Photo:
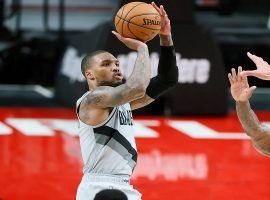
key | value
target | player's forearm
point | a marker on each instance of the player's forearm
(248, 119)
(166, 40)
(140, 77)
(260, 135)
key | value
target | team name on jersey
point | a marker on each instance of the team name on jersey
(125, 117)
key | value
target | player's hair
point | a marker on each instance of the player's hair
(86, 61)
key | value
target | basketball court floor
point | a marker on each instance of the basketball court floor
(183, 158)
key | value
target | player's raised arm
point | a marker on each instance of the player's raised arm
(263, 68)
(167, 70)
(135, 86)
(241, 92)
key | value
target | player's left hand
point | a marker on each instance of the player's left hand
(240, 89)
(165, 21)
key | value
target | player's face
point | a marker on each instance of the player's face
(107, 71)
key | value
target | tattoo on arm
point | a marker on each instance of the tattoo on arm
(259, 134)
(139, 103)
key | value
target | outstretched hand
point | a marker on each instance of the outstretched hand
(129, 42)
(165, 21)
(240, 89)
(263, 68)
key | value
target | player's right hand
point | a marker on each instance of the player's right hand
(129, 42)
(240, 89)
(263, 68)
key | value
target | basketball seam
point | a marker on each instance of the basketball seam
(131, 31)
(144, 14)
(127, 15)
(133, 8)
(139, 25)
(121, 15)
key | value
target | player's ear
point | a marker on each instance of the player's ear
(89, 74)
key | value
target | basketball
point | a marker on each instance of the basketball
(138, 20)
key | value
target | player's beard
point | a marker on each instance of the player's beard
(112, 83)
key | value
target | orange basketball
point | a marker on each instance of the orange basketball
(138, 20)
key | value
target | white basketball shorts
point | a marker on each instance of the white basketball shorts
(92, 183)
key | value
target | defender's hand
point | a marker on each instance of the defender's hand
(130, 43)
(240, 89)
(263, 68)
(165, 21)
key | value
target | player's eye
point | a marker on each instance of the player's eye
(105, 64)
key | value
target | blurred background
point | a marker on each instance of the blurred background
(193, 128)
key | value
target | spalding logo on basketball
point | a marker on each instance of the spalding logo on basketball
(138, 20)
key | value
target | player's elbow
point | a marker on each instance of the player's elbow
(262, 141)
(173, 80)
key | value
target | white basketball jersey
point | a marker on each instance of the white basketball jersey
(109, 147)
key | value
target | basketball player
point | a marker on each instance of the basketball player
(105, 119)
(263, 68)
(241, 92)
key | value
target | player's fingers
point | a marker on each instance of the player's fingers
(254, 58)
(251, 90)
(250, 73)
(234, 75)
(239, 77)
(230, 78)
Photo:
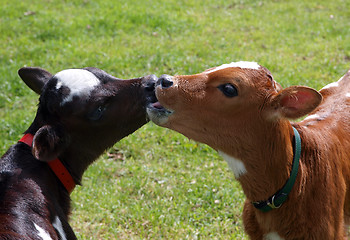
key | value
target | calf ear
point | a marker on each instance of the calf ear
(35, 78)
(48, 143)
(296, 101)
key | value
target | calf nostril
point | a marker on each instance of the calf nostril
(165, 81)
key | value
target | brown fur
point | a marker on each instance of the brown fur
(254, 127)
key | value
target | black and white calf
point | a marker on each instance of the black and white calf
(81, 113)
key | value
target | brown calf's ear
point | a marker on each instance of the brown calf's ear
(34, 77)
(48, 143)
(296, 101)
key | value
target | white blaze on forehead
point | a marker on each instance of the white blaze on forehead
(334, 84)
(273, 236)
(236, 165)
(42, 233)
(241, 64)
(80, 82)
(58, 226)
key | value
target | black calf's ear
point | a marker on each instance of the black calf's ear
(34, 77)
(48, 143)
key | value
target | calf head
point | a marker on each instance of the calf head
(84, 111)
(227, 107)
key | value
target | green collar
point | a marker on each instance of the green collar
(281, 195)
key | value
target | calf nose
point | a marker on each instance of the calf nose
(165, 81)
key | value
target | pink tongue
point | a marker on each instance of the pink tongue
(157, 105)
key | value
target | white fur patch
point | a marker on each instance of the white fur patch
(334, 84)
(273, 236)
(241, 64)
(313, 116)
(42, 233)
(331, 85)
(236, 165)
(80, 82)
(58, 226)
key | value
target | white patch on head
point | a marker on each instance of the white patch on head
(241, 64)
(58, 226)
(80, 82)
(236, 165)
(312, 117)
(334, 84)
(331, 85)
(42, 233)
(272, 236)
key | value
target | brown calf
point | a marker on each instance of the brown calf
(239, 110)
(81, 113)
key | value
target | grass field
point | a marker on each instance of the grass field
(157, 184)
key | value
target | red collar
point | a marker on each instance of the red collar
(56, 166)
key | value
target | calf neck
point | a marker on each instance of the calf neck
(81, 113)
(243, 113)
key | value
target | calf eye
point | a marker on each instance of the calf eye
(97, 113)
(228, 89)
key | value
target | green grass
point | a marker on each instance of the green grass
(156, 184)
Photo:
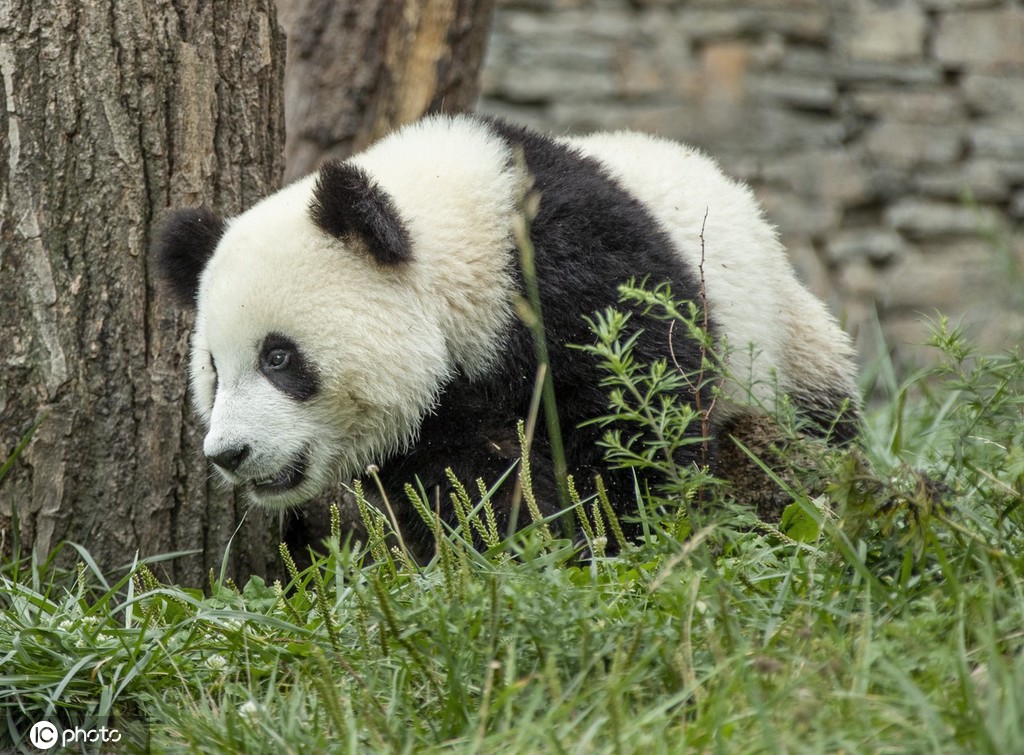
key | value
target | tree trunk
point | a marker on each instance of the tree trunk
(356, 69)
(112, 112)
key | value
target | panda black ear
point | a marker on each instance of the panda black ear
(181, 248)
(346, 203)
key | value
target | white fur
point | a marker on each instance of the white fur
(779, 335)
(384, 339)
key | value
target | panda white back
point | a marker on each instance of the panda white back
(365, 315)
(781, 338)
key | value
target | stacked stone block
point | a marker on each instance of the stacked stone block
(885, 137)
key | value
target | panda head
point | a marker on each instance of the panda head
(317, 347)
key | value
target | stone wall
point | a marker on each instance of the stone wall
(885, 137)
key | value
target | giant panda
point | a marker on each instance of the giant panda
(366, 316)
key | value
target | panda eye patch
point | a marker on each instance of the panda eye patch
(285, 366)
(276, 360)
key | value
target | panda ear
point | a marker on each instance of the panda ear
(347, 203)
(181, 248)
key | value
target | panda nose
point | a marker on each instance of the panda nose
(229, 459)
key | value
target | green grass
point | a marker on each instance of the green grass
(885, 614)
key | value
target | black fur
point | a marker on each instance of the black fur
(346, 203)
(181, 248)
(284, 364)
(590, 236)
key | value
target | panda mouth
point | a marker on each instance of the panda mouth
(291, 476)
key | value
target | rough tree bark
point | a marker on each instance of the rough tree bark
(357, 69)
(112, 112)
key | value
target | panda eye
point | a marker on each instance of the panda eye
(276, 359)
(287, 368)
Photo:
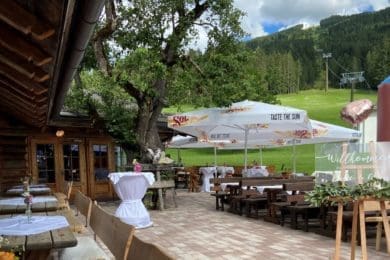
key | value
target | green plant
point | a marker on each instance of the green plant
(331, 192)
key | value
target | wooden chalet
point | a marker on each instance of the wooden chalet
(41, 45)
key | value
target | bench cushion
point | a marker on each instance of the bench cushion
(87, 248)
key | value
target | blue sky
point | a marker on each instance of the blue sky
(264, 17)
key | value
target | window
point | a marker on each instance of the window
(46, 163)
(100, 161)
(120, 159)
(71, 162)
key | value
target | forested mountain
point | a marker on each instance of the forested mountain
(358, 42)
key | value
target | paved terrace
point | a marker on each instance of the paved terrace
(195, 230)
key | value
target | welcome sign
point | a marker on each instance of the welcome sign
(359, 162)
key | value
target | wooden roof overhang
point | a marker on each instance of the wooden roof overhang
(41, 45)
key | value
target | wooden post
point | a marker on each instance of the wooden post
(385, 224)
(159, 191)
(339, 227)
(363, 241)
(354, 228)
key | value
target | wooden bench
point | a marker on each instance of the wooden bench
_ _ _
▸ **SHORT PROBLEM**:
State only the number of lines above that contain the string "sign".

▸ **FINAL RESULT**:
2